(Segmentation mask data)
--
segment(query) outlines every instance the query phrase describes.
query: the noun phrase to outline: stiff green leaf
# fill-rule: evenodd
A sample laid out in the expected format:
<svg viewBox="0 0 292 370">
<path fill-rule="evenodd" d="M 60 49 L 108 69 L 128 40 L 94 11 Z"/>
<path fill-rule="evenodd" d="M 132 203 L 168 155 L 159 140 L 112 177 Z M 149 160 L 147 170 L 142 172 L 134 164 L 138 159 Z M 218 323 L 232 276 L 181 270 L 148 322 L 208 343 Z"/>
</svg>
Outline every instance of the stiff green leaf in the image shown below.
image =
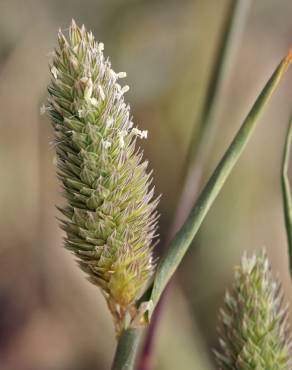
--
- **WORK INSTRUCTIONS**:
Tally the lines above that include "stiff"; give only the tally.

- **ANSWER TO THIS TASK**:
2